*** Text segment ***
It’ll cost ya.
RELEASE DATE: November 1992
Little Samson is a treasure, both literally and figuratively. It’s worth the price of a new console, according to Price Charting. Yes, if you want to play Little Samson on your NES the way Taito and God intended, you’re gonna be shelling out upwards of a thousand dollars. It’s almost worth it. It ranks up there with Castlevania III and Mega Man II as one of the system’s greatest platformers, and yet, the game’s praises go unsung due to its relative anonymity. Sure, Little Samson was more than likely shunned upon its release in 1992, thanks to its nonsensical name, horrible cover, and increasing 16-bit market share, but those reasons no longer apply two decades later. In other words, unless you hate fun, you have no excuse not to play this stupendous, clever, and challenging game.
Little Samson immediately thrusts you into the role of its four characters. There’s the human, Little Samson, who can climb walls, jump really high and throw a plethora of rocks at enemies. He’s the most well-rounded of the four. The dragon, Kikira, can fly for brief periods of time (similar to Princess Peach from Super Mario Bros. 2, but better). She also blows fire which ascends in a J-shaped arc. She’s not as strong as Samson, but her flying abilities make her invaluable for levels with large gaps and constantly floating bosses. Gamm the Golem is bulky and strong. His suit of armor makes him heartier than the other members, but also slower. Still, a lot of bosses can go down quick thanks to his rocket punch attack. Finally, there’s K.O. The mouse. He drops what appear to be explosive rat turds at enemies. The turds pack a surprising punch, but he himself has the smallest lifebar of any character in the game. He can traverse up and down walls and even on the ceiling. His small size also allows him to sneak into secret areas. The game gives you an intro stage for each character to get used to their mechanics, then you’re off to the main game where you can switch between characters whenever you want.
*** End of Text segment ***
*** Supplied data ***
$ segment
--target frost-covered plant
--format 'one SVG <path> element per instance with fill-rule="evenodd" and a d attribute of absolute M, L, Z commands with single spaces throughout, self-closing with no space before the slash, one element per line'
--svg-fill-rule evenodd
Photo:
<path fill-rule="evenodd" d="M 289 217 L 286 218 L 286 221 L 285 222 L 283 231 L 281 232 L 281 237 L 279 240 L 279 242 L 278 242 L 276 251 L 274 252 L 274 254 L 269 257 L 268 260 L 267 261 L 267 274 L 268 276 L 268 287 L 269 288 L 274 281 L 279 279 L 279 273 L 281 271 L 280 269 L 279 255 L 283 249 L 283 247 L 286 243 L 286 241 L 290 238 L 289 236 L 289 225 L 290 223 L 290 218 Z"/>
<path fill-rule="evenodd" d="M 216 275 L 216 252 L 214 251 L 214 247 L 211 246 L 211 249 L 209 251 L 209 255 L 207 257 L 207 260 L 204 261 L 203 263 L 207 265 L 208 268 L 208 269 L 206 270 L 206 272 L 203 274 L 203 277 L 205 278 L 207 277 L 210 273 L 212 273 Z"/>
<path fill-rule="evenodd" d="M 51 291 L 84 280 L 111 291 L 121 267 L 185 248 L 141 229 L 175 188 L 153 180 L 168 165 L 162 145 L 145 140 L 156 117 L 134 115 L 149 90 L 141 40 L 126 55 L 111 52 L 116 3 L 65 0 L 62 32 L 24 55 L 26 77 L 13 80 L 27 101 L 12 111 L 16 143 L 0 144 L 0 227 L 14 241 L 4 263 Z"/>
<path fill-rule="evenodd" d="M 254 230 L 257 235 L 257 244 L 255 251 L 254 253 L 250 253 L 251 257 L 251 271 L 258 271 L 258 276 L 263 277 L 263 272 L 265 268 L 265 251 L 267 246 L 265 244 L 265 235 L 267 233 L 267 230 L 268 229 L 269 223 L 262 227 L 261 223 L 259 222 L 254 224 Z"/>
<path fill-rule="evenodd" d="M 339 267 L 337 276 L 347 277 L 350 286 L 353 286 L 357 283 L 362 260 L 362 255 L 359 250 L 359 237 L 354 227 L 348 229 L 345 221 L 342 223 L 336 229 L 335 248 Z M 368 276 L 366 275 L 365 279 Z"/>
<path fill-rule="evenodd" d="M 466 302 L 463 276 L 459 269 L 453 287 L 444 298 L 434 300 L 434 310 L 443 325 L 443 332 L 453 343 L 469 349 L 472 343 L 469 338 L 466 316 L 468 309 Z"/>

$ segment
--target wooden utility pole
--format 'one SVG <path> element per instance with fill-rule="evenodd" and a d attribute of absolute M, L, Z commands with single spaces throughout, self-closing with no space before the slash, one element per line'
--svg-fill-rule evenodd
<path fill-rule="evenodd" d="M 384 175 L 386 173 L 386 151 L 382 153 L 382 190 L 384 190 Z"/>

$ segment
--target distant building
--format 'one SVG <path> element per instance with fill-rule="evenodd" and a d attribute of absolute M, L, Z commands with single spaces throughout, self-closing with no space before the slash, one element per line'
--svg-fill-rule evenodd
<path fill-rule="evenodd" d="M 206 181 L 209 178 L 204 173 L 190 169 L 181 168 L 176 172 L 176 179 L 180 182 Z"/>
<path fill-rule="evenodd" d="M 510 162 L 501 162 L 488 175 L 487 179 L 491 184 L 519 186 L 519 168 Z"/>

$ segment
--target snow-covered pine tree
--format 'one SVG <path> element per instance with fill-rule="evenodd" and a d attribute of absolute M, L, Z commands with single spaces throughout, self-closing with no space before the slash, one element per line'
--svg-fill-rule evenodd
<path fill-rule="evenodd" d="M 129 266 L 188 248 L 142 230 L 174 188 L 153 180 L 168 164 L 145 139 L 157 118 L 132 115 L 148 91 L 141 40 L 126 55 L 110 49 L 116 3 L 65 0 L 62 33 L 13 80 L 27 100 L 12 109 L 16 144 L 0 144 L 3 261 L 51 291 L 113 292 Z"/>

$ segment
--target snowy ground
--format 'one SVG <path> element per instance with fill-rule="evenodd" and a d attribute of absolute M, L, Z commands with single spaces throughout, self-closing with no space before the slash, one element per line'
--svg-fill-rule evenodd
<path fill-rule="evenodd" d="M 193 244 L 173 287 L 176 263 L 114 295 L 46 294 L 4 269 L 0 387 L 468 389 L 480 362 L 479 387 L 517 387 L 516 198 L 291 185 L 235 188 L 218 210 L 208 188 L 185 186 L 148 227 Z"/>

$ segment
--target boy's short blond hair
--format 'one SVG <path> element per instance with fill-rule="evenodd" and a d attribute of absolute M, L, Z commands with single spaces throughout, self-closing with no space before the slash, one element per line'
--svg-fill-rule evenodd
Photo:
*** End of Supplied data ***
> Exercise instructions:
1: According to the Little Samson review, which of the four characters has the smallest lifebar?
2: Please continue the Little Samson review from where it stops.

> Answers to the exercises:
1: K.O. the mouse has the smallest lifebar.

2:
Each character’s unique abilities, and how the level/boss design force you to use said abilities seamlessly, really make Little Samson special, but they’re not the only reason you should play this game. Multiple branching paths making for great replay value, bright and colorful graphics, a whopping seventeen levels, transcendent music (each character has their own theme music) – for crying out loud, even the pacing is terrific. No level ever feels too long. Above all else, Little Samson is truly a joy to play. I can’t remember the last time I had such a blast playing an NES game, and that is a compliment of the highest order.